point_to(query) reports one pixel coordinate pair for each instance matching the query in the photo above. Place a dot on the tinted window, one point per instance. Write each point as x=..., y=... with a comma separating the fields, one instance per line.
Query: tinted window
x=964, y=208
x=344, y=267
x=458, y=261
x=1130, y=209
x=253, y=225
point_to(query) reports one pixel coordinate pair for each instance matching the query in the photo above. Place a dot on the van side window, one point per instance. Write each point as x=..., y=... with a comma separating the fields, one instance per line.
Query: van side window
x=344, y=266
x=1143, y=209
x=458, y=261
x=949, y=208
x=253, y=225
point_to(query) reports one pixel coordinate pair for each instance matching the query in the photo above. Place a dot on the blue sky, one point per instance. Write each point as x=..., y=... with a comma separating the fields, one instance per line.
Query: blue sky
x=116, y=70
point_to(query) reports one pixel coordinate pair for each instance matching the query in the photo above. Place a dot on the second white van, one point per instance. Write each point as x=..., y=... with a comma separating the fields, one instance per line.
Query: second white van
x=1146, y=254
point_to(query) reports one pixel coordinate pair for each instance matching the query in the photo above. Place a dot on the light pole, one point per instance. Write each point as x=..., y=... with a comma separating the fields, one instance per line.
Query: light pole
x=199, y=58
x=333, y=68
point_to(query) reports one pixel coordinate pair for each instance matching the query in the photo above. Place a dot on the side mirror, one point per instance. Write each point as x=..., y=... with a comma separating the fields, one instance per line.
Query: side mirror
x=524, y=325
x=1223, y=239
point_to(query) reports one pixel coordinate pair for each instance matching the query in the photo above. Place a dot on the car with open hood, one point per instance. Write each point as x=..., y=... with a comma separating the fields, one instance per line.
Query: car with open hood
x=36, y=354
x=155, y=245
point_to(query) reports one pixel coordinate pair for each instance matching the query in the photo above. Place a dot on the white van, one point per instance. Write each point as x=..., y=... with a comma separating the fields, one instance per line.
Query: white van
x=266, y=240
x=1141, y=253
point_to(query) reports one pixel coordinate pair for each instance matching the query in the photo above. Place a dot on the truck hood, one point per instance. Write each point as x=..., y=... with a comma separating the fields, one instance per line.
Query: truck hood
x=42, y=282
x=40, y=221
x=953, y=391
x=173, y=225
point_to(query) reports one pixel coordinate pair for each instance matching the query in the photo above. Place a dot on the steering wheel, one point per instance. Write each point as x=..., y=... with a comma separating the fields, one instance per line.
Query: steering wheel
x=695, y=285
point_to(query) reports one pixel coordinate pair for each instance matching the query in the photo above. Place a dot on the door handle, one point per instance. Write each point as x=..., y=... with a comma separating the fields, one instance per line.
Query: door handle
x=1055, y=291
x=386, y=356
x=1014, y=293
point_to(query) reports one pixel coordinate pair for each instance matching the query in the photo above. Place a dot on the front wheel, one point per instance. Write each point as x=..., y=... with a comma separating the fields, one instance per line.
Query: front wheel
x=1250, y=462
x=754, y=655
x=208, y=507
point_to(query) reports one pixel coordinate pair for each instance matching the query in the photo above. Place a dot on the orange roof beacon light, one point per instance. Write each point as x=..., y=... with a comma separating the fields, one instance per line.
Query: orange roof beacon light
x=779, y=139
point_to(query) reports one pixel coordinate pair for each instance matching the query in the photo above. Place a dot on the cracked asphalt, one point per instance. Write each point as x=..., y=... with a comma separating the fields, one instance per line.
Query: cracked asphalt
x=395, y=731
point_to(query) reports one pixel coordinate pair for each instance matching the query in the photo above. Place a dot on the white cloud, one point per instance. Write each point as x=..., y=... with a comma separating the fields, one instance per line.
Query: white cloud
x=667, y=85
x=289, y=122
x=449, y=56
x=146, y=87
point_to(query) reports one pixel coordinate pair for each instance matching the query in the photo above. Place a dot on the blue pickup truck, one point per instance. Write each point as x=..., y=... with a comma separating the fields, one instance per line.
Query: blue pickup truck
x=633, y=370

--

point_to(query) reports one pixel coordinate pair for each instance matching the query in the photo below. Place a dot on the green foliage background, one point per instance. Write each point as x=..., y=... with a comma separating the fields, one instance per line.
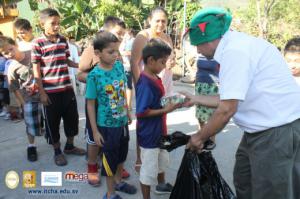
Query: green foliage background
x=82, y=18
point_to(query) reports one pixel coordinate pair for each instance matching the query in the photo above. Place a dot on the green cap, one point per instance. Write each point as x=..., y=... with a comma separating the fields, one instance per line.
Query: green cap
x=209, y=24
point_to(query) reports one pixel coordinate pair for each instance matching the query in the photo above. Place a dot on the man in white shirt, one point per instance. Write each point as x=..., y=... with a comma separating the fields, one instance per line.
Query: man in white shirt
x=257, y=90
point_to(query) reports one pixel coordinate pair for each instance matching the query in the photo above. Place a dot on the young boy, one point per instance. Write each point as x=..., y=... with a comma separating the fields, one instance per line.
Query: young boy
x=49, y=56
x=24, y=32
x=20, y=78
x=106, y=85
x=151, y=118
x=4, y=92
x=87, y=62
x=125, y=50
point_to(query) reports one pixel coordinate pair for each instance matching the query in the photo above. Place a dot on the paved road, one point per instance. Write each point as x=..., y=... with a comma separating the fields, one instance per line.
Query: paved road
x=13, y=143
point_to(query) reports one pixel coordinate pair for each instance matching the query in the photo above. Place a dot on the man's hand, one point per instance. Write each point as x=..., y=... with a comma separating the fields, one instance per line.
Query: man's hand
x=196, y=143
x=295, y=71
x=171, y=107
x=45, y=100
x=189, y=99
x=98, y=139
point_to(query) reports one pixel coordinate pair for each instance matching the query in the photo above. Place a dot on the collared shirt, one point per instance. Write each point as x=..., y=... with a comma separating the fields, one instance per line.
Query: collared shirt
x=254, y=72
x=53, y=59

• _WORK TO DO_
Reproduce everything from the line containing "on the tinted" down to the line containing "x=1146, y=254", with "blue sky" changed to "clear sky" and nothing else altered.

• _FINAL RESULT_
point_to(query) reports one pixel coordinate pair for each instance matching the query in the photo above. Place a dot on the tinted window, one point per instance. Write each point as x=..., y=... with a comma separating the fields, one instance per line.
Query: tinted window
x=964, y=208
x=344, y=267
x=458, y=261
x=1130, y=209
x=253, y=225
point_to(query) reports one pixel coordinate pair for each instance matching the query in the photo above. Place a dot on the van side window, one point per instance. Write each point as x=..., y=... with a comma separating the fields, one instance per line.
Query: van side window
x=344, y=266
x=1143, y=209
x=458, y=261
x=949, y=208
x=253, y=225
point_to(query) reports one pixel coordinate pair for each instance matching the query in the photo above. Place a dot on the clear sky, one point per instance. Write each point as x=..., y=... with a comma separating the fields, one instance per line.
Query: clear sky
x=116, y=70
point_to(query) reports one pixel coordinate pair for each instance matching the query in the photo above. Place a dot on the second white van, one point per instance. Write each point as x=..., y=... with a comma separating the fields, one instance per line.
Query: second white van
x=1146, y=254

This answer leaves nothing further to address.